PROBLEM TO WORK ON: Repeat the data below in full. Pictures must not be part of the copy.
*** Opening of EXCERPTED RECORDS ***
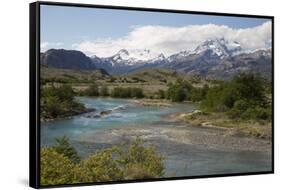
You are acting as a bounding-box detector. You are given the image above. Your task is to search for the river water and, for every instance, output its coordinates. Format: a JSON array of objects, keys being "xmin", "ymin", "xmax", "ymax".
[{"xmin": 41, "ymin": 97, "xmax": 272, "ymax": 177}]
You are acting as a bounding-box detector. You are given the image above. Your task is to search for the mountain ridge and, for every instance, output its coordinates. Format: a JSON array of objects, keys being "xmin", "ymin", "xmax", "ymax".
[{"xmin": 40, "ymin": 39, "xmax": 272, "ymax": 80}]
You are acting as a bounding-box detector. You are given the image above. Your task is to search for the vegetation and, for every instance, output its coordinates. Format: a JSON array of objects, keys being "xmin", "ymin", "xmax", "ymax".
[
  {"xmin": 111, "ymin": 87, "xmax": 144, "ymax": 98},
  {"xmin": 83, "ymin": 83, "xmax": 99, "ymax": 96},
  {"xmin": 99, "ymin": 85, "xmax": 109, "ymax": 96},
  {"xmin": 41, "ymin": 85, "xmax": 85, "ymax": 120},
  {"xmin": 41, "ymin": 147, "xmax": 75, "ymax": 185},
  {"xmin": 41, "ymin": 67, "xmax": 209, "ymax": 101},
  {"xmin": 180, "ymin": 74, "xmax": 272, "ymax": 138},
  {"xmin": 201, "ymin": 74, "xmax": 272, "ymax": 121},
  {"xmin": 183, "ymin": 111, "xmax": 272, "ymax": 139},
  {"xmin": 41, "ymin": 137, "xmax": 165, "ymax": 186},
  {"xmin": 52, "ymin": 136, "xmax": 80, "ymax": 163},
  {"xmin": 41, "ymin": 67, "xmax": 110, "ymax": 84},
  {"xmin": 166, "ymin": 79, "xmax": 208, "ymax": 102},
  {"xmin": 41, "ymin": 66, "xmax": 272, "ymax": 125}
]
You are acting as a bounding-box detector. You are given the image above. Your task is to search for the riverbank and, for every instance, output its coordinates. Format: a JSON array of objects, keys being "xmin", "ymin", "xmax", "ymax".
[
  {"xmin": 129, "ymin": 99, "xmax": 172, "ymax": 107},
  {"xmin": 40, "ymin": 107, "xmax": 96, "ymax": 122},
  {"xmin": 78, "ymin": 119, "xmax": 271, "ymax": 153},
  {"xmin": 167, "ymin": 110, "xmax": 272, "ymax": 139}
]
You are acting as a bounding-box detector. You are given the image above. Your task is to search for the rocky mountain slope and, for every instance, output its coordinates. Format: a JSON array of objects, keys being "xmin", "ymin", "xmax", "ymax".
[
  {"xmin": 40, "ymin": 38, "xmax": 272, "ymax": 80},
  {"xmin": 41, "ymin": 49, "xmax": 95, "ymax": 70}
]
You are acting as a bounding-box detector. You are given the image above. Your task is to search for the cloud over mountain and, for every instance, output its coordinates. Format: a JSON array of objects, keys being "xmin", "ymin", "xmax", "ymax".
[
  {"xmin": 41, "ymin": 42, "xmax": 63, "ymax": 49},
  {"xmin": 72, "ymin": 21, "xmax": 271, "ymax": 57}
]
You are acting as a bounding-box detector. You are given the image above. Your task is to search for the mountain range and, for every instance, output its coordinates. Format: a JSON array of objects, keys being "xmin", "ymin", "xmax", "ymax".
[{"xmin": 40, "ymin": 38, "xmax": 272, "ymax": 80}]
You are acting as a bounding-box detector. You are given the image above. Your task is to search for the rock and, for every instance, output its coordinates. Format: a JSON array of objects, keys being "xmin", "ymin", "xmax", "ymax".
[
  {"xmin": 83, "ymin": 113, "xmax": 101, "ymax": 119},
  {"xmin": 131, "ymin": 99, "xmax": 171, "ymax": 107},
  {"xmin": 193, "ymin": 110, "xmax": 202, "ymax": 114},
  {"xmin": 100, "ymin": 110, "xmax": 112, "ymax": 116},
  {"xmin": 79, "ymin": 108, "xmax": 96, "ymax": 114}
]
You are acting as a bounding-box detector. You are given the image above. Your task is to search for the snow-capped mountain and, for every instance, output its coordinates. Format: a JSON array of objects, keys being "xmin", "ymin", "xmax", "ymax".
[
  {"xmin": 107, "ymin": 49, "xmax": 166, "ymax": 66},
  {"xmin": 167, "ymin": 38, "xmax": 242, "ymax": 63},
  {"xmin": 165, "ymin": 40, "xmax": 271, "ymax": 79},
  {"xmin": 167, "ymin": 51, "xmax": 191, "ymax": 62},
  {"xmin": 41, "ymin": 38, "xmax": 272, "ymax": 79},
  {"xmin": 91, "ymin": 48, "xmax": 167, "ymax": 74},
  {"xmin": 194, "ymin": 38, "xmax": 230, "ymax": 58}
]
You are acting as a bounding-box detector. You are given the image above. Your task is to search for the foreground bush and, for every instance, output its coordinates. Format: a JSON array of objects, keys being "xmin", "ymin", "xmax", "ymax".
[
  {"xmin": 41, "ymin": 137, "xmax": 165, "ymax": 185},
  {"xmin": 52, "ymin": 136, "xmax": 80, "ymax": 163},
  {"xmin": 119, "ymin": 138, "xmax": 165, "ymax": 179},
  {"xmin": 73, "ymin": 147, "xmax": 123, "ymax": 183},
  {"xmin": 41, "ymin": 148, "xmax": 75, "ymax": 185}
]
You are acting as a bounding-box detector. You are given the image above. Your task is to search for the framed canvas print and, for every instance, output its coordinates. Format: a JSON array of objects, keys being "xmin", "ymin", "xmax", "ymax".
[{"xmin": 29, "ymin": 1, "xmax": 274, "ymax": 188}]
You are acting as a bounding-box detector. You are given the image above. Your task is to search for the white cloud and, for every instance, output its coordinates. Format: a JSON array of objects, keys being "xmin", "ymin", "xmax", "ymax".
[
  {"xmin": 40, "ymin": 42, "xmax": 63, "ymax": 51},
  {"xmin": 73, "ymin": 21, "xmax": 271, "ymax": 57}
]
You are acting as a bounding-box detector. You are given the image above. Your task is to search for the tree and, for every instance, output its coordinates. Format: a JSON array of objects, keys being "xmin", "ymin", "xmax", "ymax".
*** Close of EXCERPTED RECORDS ***
THE COMPLETED TASK:
You are acting as a bounding-box detector. You are given the image above. Your task is to search for the river water and, for every instance, output its coordinates. Format: a JSON array of objects, keys being "xmin", "ymin", "xmax", "ymax".
[{"xmin": 41, "ymin": 97, "xmax": 272, "ymax": 177}]
You are acting as a bounding-box detector. You are given the image above. Your task is to search for the mountain ridge and, for every instance, output its coordinates. Format: a JSON array of objects, keys being "xmin", "ymin", "xmax", "ymax".
[{"xmin": 40, "ymin": 39, "xmax": 272, "ymax": 80}]
You are acting as a bounding-box detector. You are given the image above. Your task is to search for the vegetation and, for every instance, output its coordinates. Format: a JSON array of objects, keys being "xmin", "ymin", "xmax", "ymax".
[
  {"xmin": 111, "ymin": 87, "xmax": 144, "ymax": 98},
  {"xmin": 83, "ymin": 83, "xmax": 99, "ymax": 96},
  {"xmin": 99, "ymin": 85, "xmax": 109, "ymax": 96},
  {"xmin": 41, "ymin": 85, "xmax": 85, "ymax": 120},
  {"xmin": 41, "ymin": 147, "xmax": 75, "ymax": 185},
  {"xmin": 41, "ymin": 67, "xmax": 209, "ymax": 101},
  {"xmin": 180, "ymin": 74, "xmax": 272, "ymax": 138},
  {"xmin": 201, "ymin": 74, "xmax": 272, "ymax": 121},
  {"xmin": 183, "ymin": 111, "xmax": 272, "ymax": 139},
  {"xmin": 41, "ymin": 137, "xmax": 165, "ymax": 186},
  {"xmin": 52, "ymin": 136, "xmax": 80, "ymax": 163},
  {"xmin": 41, "ymin": 67, "xmax": 110, "ymax": 84},
  {"xmin": 166, "ymin": 79, "xmax": 208, "ymax": 102},
  {"xmin": 41, "ymin": 66, "xmax": 272, "ymax": 125}
]
You are acting as a bounding-box detector. You are given the image above. Your task is to search for the riverbank and, for every instance, output its coordinates. Format: a JSON array of objects, keys being "xmin", "ymin", "xmax", "ymax".
[
  {"xmin": 129, "ymin": 99, "xmax": 172, "ymax": 107},
  {"xmin": 40, "ymin": 107, "xmax": 96, "ymax": 122},
  {"xmin": 78, "ymin": 119, "xmax": 271, "ymax": 153},
  {"xmin": 167, "ymin": 110, "xmax": 272, "ymax": 139}
]
You are acting as a bounding-box detector. You are given the image above. Your task is to search for the rocky mountain slope and, for every instance, output its coordinates. Format: a JSON array of objects, keys being "xmin", "ymin", "xmax", "ymax".
[
  {"xmin": 40, "ymin": 38, "xmax": 272, "ymax": 80},
  {"xmin": 41, "ymin": 49, "xmax": 95, "ymax": 70}
]
You are acting as a bounding-box detector. You are given the image above. Your task is to search for the cloud over mountain and, for every instance, output its coordinates. Format: a JSON array of objects, keys being "xmin", "ymin", "xmax", "ymax".
[
  {"xmin": 41, "ymin": 42, "xmax": 63, "ymax": 49},
  {"xmin": 72, "ymin": 21, "xmax": 271, "ymax": 57}
]
You are acting as a bounding-box detector. You are given the image above. Your task is to search for the mountain range and, for every instance, output its coordinates. Format: a JSON array of objects, keys being "xmin", "ymin", "xmax", "ymax".
[{"xmin": 40, "ymin": 38, "xmax": 272, "ymax": 80}]
You are acting as a bounding-box detector. You are given the image above. Your task is to search for the rock and, for every instance, output its coordinates. Format: a JSON array of objects, keys being "xmin", "ymin", "xmax", "ymax".
[
  {"xmin": 83, "ymin": 113, "xmax": 101, "ymax": 119},
  {"xmin": 131, "ymin": 99, "xmax": 171, "ymax": 107},
  {"xmin": 193, "ymin": 110, "xmax": 202, "ymax": 114},
  {"xmin": 100, "ymin": 110, "xmax": 112, "ymax": 116},
  {"xmin": 79, "ymin": 108, "xmax": 96, "ymax": 114}
]
You are acting as a bounding-box detector. You are given the image above. Your task is to search for the snow-capped mountain and, for every instance, output its coordinates. Format: a JSON array of objects, keys being "xmin", "ymin", "xmax", "ymax".
[
  {"xmin": 107, "ymin": 49, "xmax": 166, "ymax": 66},
  {"xmin": 167, "ymin": 38, "xmax": 242, "ymax": 63},
  {"xmin": 165, "ymin": 40, "xmax": 271, "ymax": 79},
  {"xmin": 167, "ymin": 51, "xmax": 191, "ymax": 62},
  {"xmin": 41, "ymin": 38, "xmax": 272, "ymax": 79},
  {"xmin": 91, "ymin": 48, "xmax": 167, "ymax": 74},
  {"xmin": 194, "ymin": 38, "xmax": 230, "ymax": 58}
]
You are acting as a bounding-box detector. You are given the image above. Your task is to search for the foreground bush and, for every instance, output its coordinates. Format: a JSON array of objects, keys being "xmin", "ymin", "xmax", "ymax".
[
  {"xmin": 41, "ymin": 137, "xmax": 165, "ymax": 185},
  {"xmin": 52, "ymin": 136, "xmax": 80, "ymax": 163},
  {"xmin": 119, "ymin": 138, "xmax": 165, "ymax": 179},
  {"xmin": 73, "ymin": 147, "xmax": 123, "ymax": 183},
  {"xmin": 41, "ymin": 148, "xmax": 75, "ymax": 185}
]
You are acting as a bounding-box detector. You are given the image above. Your task is to search for the framed canvas print and, for every instance, output its coordinates. Format: a JSON array of objects, keys being "xmin", "ymin", "xmax", "ymax".
[{"xmin": 29, "ymin": 1, "xmax": 274, "ymax": 188}]
You are acting as a bounding-box detector. You are given the image above. Your task is to search for the white cloud and, for every instance, output its coordinates. Format: a JSON array of objects, keys being "xmin", "ymin", "xmax", "ymax".
[
  {"xmin": 40, "ymin": 42, "xmax": 63, "ymax": 51},
  {"xmin": 73, "ymin": 21, "xmax": 271, "ymax": 57}
]
You are acting as a bounding-box detector. You are given the image above. Your task is to search for the tree and, for every instance, output its coordinates. Format: a JSON array of objects, keys being "xmin", "ymin", "xmax", "ymax".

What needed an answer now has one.